* Task input *
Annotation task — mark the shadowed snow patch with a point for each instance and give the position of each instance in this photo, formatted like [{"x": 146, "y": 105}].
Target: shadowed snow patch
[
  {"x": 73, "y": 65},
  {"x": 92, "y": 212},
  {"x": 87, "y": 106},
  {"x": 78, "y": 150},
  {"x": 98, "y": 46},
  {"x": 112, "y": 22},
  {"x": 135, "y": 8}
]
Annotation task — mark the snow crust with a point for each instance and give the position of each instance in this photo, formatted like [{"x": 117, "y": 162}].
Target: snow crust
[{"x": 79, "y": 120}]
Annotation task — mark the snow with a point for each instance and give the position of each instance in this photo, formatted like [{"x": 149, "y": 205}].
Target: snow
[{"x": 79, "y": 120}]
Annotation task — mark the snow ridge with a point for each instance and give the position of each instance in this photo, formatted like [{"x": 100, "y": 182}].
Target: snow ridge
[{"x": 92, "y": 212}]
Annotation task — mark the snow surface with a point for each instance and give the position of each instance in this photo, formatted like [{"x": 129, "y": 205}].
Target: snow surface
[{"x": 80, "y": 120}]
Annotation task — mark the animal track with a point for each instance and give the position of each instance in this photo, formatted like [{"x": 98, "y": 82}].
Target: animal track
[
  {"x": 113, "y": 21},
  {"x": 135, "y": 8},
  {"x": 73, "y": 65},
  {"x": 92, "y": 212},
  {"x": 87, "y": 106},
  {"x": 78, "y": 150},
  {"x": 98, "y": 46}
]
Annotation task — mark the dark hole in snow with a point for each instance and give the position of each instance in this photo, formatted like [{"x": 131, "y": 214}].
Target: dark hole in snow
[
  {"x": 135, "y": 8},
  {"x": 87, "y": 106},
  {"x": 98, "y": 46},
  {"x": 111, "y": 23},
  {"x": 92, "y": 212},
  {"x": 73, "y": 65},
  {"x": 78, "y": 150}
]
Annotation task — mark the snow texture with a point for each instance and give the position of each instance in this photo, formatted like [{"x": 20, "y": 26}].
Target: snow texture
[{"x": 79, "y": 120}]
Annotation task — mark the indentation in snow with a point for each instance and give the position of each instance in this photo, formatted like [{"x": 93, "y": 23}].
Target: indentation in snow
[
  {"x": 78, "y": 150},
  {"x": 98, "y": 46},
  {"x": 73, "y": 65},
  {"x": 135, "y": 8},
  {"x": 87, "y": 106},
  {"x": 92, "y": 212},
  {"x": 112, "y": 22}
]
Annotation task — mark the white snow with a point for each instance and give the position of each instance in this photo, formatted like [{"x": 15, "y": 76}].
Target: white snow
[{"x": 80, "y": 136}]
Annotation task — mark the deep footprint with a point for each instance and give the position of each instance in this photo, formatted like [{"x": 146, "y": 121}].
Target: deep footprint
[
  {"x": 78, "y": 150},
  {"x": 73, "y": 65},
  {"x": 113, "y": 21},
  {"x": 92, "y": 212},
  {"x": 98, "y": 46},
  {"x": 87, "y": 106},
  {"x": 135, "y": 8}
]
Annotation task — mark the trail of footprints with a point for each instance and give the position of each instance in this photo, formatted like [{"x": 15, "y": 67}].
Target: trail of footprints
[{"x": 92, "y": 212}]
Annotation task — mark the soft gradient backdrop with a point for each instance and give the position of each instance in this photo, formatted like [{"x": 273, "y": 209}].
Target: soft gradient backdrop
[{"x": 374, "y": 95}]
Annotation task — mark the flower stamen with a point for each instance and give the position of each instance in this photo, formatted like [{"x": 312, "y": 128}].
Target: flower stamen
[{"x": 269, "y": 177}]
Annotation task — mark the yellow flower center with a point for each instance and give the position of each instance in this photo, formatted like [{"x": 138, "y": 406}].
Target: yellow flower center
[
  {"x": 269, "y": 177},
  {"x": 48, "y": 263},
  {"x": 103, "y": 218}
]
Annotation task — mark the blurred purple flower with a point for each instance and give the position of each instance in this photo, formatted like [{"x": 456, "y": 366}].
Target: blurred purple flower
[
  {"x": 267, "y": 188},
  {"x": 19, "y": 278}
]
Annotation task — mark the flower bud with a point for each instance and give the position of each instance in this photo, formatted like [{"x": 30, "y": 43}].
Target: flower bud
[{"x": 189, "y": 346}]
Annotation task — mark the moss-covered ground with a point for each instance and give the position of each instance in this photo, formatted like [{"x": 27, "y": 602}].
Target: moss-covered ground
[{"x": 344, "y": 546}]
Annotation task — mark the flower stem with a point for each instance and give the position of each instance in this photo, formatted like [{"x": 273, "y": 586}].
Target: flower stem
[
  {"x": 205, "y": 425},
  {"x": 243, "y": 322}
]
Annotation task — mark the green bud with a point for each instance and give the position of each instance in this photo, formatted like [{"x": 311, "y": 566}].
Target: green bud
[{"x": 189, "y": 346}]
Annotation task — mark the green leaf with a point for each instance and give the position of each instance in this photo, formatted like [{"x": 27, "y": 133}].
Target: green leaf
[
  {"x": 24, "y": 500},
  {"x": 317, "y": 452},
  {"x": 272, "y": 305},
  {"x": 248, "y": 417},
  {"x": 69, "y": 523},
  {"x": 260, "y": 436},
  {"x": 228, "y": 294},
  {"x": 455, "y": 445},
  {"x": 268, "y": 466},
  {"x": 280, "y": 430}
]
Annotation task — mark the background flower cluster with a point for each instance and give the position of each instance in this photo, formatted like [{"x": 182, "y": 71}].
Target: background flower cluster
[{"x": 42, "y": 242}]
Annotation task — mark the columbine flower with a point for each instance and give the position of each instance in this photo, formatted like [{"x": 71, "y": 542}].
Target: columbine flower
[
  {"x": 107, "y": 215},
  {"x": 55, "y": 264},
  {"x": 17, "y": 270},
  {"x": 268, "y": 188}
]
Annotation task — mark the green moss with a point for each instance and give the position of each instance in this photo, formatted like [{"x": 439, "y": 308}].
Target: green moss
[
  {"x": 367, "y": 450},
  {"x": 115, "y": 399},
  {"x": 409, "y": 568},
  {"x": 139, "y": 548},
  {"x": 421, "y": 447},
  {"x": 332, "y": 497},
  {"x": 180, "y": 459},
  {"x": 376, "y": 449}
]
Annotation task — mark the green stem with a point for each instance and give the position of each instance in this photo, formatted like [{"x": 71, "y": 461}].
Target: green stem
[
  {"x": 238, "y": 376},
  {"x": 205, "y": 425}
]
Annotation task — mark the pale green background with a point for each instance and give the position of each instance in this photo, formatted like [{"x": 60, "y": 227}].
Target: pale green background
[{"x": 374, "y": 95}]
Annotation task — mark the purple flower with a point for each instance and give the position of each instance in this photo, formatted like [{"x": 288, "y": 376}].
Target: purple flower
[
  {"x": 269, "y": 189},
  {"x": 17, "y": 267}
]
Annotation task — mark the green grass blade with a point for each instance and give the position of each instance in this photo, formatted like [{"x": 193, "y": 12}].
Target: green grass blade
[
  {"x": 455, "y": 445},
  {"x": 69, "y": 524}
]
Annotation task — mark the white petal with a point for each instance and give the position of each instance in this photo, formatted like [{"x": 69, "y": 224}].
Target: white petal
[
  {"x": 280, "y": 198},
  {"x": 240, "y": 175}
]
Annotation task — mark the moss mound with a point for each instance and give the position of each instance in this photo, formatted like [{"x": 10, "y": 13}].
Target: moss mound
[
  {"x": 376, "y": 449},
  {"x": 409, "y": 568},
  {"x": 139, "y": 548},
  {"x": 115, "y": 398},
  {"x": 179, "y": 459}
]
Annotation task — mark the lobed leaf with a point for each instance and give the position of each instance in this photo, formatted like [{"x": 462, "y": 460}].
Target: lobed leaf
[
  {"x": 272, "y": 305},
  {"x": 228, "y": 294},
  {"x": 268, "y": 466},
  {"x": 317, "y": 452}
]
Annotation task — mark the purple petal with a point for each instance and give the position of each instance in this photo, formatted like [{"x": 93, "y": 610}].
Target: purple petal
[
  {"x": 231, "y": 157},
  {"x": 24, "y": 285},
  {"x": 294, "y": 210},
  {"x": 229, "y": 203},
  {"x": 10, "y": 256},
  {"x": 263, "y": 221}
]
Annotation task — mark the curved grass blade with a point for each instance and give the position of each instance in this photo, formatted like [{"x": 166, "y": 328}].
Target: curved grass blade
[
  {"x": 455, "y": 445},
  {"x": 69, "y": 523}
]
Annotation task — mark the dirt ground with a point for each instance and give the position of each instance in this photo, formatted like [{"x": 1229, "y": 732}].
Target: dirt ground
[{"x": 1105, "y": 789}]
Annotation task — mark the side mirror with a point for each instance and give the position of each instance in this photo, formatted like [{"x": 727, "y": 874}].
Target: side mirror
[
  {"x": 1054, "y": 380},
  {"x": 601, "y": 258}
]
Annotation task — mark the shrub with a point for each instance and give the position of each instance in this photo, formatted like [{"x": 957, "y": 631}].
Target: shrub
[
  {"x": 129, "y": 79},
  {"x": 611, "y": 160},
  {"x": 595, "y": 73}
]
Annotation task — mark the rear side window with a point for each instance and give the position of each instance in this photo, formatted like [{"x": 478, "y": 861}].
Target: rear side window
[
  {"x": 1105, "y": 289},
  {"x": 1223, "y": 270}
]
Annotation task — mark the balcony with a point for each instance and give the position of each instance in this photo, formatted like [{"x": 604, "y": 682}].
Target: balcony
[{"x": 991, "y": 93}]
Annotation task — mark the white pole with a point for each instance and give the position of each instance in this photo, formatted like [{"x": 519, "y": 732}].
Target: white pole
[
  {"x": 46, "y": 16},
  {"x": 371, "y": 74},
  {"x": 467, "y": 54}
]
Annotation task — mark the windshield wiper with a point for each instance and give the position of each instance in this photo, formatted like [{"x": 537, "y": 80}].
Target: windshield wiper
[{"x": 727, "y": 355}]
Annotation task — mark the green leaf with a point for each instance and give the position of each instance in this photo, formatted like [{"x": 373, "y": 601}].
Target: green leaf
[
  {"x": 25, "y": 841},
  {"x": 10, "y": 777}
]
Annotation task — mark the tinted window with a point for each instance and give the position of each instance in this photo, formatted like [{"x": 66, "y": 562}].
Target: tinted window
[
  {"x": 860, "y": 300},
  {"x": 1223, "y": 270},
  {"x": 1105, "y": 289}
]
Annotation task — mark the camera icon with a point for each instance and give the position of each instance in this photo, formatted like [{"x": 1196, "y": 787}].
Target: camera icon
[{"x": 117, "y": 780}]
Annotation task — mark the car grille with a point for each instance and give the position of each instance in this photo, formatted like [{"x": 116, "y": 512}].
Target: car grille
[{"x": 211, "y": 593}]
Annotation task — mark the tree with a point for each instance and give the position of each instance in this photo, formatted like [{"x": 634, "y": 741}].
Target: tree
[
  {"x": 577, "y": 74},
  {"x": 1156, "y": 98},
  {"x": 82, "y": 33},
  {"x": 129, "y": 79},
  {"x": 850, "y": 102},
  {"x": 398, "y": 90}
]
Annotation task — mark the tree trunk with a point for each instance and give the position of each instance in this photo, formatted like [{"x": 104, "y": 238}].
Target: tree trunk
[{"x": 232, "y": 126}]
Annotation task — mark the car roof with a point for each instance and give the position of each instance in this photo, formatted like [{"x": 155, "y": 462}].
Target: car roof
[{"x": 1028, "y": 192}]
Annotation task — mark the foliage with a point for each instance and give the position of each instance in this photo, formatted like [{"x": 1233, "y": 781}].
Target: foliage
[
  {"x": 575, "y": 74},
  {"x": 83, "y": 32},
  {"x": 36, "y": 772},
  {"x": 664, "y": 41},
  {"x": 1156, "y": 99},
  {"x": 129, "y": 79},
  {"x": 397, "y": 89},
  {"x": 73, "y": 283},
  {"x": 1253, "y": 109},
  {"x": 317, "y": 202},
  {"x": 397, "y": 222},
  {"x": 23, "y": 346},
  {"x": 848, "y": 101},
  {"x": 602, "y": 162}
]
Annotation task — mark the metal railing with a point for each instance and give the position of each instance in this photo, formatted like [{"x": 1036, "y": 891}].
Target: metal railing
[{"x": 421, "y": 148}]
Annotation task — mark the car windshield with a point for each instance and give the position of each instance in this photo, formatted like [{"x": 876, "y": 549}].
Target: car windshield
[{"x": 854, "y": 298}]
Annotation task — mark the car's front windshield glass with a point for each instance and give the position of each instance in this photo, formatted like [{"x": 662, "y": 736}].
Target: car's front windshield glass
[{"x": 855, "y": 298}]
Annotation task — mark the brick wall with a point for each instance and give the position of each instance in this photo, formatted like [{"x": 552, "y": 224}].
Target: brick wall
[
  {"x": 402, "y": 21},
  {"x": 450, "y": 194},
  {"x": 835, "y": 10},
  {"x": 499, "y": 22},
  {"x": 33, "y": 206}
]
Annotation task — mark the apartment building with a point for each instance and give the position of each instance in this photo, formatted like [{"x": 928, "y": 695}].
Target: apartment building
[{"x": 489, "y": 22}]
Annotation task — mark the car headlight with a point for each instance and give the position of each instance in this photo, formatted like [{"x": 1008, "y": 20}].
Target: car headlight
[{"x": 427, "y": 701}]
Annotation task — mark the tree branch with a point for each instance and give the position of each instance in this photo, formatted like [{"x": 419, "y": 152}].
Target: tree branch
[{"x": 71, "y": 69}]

* Your assignment *
Restate word for word the lines of the data above, starting at the line containing "Target: tinted window" and ending at the line containing "Annotation task — mark the tree with", both included, and nothing more.

* Solved exercise *
Target: tinted window
[
  {"x": 860, "y": 300},
  {"x": 1223, "y": 270},
  {"x": 1105, "y": 289}
]
Annotation task — mark the camera icon with a point for each instance and give the position of each instance in this photo, formatted like [{"x": 1196, "y": 787}].
Target: camera icon
[{"x": 117, "y": 780}]
Annotation task — mark the car grille with a point for each instance and give the position of each instance in this photo, formatted like [{"x": 116, "y": 512}].
Target: car grille
[{"x": 211, "y": 593}]
Annotation task — mark the tree with a point for each instance and give the position of each instance in this photo, formatted like [{"x": 634, "y": 741}].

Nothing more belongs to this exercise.